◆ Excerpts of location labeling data

################

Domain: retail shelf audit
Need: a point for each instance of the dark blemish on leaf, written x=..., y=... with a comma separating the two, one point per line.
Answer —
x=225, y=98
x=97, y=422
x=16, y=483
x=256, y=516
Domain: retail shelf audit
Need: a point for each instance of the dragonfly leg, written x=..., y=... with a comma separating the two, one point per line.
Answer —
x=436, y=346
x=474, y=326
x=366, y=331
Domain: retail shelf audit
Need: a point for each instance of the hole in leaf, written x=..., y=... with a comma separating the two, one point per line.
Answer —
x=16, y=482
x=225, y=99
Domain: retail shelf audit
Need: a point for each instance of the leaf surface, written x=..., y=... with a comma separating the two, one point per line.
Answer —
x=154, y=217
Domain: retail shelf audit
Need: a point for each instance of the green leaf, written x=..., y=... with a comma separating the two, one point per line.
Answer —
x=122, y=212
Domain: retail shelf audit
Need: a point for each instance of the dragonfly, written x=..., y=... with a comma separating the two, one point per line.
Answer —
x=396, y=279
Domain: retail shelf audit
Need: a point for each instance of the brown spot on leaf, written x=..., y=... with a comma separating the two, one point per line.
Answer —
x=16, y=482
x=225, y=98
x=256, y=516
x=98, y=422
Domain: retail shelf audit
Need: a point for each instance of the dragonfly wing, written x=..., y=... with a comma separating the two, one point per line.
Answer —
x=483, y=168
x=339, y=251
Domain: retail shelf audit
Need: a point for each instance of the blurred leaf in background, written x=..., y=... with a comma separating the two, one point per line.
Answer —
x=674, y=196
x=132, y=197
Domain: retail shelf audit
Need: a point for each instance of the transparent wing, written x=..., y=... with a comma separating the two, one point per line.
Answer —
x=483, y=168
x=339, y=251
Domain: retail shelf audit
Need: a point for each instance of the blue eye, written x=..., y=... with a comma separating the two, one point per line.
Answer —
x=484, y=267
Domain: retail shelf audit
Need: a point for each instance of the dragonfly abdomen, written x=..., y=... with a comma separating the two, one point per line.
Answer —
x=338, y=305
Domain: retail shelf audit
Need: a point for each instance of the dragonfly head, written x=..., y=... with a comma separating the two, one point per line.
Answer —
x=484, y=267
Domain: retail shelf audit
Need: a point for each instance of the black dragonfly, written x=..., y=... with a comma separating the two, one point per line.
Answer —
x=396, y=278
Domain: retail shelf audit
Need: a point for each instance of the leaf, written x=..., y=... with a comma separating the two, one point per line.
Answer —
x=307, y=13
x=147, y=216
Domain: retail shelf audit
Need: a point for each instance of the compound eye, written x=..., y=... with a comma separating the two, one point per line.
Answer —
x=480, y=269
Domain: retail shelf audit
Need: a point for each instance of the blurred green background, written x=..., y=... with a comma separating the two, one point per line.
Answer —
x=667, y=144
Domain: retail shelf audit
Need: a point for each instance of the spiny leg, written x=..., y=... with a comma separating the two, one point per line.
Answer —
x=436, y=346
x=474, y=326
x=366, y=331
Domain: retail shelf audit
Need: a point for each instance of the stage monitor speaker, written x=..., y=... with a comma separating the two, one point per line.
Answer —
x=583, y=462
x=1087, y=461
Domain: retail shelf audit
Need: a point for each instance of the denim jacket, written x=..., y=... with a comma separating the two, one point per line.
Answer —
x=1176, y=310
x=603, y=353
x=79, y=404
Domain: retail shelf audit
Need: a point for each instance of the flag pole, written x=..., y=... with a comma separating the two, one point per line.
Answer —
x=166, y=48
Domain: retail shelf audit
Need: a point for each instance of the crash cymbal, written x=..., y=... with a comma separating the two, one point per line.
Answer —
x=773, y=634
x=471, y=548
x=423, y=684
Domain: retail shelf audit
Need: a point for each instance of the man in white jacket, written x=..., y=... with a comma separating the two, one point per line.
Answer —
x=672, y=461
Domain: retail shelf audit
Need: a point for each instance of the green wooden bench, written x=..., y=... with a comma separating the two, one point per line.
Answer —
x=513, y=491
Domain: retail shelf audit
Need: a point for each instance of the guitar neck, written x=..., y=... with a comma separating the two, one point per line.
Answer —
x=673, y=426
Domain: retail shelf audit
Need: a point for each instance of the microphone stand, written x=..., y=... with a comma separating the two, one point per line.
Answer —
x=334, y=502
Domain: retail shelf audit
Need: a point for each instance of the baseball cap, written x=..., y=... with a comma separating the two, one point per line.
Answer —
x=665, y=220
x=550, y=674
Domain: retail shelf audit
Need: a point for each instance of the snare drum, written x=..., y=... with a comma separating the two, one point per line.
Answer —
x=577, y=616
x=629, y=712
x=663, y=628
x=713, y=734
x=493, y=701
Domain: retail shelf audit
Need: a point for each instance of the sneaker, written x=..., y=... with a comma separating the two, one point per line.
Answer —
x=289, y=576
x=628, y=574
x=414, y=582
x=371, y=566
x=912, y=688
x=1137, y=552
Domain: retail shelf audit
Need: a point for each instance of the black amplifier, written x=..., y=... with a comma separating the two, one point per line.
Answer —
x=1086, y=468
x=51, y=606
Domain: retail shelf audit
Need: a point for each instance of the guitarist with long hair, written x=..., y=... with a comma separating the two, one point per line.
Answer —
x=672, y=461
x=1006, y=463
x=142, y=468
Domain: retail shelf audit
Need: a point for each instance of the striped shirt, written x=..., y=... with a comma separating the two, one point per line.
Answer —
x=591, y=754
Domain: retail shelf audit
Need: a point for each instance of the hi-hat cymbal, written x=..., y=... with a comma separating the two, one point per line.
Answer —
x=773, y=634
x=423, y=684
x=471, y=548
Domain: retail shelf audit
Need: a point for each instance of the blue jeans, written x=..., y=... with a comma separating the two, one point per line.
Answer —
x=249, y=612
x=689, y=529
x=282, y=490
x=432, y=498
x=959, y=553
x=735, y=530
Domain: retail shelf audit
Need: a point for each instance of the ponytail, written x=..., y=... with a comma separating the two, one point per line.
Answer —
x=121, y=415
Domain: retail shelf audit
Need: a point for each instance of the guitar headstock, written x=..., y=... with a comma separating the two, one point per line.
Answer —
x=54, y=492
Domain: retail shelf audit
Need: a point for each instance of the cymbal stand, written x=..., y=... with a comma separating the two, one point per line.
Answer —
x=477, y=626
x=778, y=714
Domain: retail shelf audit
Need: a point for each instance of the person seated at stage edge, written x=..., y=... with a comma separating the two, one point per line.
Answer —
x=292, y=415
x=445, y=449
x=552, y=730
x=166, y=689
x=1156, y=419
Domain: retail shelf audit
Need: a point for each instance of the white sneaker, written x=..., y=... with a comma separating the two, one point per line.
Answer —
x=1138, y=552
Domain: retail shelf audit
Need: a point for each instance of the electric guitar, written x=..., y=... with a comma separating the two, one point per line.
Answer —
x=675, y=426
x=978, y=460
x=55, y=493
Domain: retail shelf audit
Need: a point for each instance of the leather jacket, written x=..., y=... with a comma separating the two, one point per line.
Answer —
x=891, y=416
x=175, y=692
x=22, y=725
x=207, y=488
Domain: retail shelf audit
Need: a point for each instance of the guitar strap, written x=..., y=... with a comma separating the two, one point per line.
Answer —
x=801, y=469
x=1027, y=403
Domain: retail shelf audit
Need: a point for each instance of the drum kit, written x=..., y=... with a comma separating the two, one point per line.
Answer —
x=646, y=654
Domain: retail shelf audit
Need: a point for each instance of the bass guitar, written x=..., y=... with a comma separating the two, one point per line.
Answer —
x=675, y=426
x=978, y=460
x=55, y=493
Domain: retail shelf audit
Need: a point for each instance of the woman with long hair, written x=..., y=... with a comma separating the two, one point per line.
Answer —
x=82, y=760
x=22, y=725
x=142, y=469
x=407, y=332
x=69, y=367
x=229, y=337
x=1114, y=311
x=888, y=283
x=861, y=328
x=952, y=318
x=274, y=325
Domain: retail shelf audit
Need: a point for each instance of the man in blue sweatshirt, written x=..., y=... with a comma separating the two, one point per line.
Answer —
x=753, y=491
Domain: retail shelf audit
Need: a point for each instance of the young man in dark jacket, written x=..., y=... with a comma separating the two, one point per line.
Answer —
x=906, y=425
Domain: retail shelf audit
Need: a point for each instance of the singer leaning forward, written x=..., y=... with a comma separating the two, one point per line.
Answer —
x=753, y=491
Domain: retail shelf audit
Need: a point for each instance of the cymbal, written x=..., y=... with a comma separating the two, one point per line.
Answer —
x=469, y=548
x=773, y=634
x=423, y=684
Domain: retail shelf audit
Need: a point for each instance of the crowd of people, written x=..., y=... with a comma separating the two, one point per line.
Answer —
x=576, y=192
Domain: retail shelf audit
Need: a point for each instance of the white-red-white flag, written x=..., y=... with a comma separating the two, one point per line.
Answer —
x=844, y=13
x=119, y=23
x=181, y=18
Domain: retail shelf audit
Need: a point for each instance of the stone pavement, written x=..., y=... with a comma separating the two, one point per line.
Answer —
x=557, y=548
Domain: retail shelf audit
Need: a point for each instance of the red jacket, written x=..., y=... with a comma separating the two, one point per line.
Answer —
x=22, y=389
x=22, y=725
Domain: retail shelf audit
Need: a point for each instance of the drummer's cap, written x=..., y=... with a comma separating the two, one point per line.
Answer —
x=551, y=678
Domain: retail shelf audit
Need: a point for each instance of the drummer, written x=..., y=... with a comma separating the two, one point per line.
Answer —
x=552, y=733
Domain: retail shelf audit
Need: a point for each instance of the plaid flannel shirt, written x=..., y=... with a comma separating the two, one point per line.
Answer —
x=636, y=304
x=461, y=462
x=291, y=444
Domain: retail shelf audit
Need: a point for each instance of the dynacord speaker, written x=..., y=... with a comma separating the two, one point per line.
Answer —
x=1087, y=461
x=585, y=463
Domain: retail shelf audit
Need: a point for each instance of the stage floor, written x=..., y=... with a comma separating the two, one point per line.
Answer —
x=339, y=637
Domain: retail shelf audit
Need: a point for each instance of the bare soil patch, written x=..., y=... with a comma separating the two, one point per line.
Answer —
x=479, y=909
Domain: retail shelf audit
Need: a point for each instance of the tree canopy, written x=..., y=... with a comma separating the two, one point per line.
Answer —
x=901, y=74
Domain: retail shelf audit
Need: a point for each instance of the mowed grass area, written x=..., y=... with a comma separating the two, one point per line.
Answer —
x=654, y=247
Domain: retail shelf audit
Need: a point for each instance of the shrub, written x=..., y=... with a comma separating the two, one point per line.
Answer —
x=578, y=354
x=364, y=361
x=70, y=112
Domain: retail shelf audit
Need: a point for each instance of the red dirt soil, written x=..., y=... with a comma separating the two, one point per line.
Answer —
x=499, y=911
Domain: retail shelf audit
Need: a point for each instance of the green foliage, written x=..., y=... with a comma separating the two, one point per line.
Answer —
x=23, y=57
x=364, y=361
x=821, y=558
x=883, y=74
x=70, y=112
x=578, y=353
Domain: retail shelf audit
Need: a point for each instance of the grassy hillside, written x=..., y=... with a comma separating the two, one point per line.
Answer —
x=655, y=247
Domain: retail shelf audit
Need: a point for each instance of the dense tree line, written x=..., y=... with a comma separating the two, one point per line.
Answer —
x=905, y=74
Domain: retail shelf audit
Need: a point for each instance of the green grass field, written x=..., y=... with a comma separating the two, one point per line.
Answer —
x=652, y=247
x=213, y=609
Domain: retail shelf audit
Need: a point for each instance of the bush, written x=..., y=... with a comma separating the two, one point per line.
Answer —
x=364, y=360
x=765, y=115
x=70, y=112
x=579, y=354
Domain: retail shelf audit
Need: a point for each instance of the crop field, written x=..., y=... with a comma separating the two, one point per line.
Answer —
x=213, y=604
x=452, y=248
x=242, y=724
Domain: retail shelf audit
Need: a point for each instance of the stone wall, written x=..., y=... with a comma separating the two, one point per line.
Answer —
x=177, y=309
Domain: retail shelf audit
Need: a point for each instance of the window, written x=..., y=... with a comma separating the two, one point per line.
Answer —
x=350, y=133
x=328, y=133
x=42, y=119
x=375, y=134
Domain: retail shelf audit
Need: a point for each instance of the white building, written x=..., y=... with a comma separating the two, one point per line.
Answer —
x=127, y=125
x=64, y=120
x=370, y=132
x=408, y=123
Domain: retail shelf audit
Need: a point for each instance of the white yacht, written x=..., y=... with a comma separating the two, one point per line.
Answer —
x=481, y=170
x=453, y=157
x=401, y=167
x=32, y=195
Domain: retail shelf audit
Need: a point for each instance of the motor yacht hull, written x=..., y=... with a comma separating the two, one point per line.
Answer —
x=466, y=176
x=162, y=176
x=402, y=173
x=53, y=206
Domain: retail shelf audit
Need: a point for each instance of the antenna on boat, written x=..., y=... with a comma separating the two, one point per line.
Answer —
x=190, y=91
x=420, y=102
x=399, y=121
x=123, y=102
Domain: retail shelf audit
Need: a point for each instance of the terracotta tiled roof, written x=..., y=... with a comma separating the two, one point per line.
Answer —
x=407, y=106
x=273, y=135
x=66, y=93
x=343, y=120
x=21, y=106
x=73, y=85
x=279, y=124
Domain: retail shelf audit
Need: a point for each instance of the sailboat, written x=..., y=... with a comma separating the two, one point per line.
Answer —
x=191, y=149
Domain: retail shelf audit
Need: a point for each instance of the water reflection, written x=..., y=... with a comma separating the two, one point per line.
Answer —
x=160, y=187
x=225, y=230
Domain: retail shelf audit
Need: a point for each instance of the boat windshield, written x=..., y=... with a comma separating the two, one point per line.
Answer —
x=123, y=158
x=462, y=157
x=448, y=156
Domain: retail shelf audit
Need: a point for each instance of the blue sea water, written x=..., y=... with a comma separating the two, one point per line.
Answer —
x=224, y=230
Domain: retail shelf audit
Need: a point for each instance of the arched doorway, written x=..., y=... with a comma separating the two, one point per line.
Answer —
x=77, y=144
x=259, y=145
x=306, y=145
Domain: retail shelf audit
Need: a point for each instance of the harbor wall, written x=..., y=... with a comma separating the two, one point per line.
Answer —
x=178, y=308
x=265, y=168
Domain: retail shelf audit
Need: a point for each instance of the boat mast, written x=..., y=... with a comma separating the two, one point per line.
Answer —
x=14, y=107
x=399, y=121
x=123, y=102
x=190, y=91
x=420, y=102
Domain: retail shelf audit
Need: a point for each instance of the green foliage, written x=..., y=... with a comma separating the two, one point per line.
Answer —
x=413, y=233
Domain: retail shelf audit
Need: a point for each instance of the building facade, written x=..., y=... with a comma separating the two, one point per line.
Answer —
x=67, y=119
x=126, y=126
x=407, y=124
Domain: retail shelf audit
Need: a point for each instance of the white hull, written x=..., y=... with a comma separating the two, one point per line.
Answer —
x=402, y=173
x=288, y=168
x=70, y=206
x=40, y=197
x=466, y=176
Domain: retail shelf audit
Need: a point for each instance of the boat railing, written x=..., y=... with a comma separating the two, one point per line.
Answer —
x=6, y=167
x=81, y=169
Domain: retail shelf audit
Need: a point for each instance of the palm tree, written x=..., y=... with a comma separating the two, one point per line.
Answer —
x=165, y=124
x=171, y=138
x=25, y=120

################

◆ Requirement
Report every line in the entries above that contains the string "flag", matching case exactly.

◆ Problem solution
Need: a point for each instance of the flag pole, written x=..., y=... with a comma separating the two, one point per line.
Need: a point for each instance of the white-red-white flag, written x=..., y=... with a comma separating the two, one point per line.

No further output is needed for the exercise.